START The records
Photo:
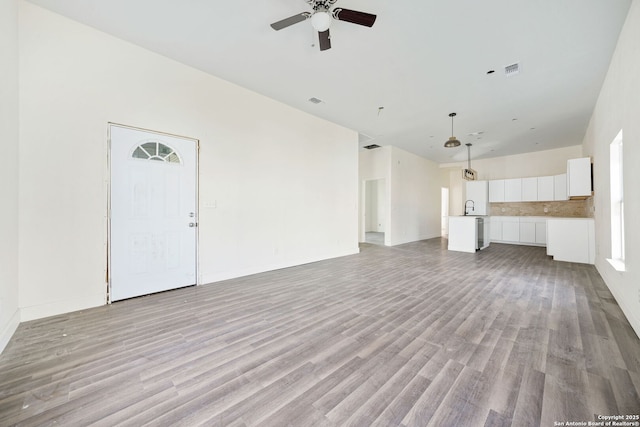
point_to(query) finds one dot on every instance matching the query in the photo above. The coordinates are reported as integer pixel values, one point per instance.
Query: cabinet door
(527, 232)
(560, 187)
(530, 189)
(510, 230)
(496, 190)
(579, 177)
(513, 190)
(545, 188)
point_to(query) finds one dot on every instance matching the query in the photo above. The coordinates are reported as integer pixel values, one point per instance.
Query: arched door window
(156, 151)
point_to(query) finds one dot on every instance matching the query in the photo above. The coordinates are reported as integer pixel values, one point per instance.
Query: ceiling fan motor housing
(321, 5)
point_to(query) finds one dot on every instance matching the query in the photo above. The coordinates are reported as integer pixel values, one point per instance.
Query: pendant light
(452, 142)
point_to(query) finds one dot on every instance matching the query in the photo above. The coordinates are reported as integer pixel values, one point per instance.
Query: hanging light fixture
(321, 21)
(452, 142)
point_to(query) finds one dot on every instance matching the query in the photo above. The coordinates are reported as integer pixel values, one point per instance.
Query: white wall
(278, 187)
(414, 198)
(618, 108)
(9, 314)
(538, 163)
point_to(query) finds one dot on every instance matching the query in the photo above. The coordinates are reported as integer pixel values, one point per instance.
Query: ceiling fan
(321, 19)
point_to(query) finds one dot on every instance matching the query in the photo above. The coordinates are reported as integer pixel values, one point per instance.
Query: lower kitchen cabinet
(571, 240)
(525, 230)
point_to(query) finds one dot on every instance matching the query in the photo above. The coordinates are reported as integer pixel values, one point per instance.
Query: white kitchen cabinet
END The records
--- Task directions ---
Pictures aside, give the data again exactly as it appears.

--- Exercise output ---
Photo:
point_to(query) finds one dot on every instance matching the query in the photo above. The coordinates are reported as integer pixel values, one point per instance.
Query: cabinet door
(527, 232)
(560, 187)
(530, 189)
(510, 230)
(496, 190)
(579, 177)
(513, 190)
(545, 188)
point_to(query) finds one dot on every instance matching the query in the photo above. The coordinates are reported as integer pixel values, one point per instance.
Query: arched door window
(156, 151)
point_to(query) finds one dot on every instance matching the query in the photo above. The coordinates are reported as integer pixel values, one point per instance.
Query: ceiling fan motor housing
(321, 5)
point_to(query) finds one dot on every instance matching the query in the photo above. The coordinates are reported as integer pixel values, one point per instance.
Query: pendant light
(452, 142)
point_to(query) finds one dot on every instance matching the query in the photo above. The coordinates are reported as integer pixel values, one point per instance.
Query: hanging light fixture
(321, 21)
(452, 142)
point_to(query) finds one dot on every instance matching the query in the photo above. The coordinates are reported as integer pixel values, one point per instance.
Query: white wall
(278, 187)
(414, 198)
(618, 108)
(9, 314)
(538, 163)
point_to(query) finds one dot on every instance matching the query in the photo above. The coordinates are reported as integer pixel values, one point per instance.
Query: ceiling fan
(321, 19)
point_to(query) finds one dot on every instance matching the query in the photo above. The coordinates are reported as integer pixel values, one point per instance.
Query: lower kitchen cabinet
(571, 240)
(525, 230)
point_to(query) finds one dot on every instance matching the query in the photo above. The coordinates are reported as integer pixel values, one point per instance.
Query: white kitchen cabinet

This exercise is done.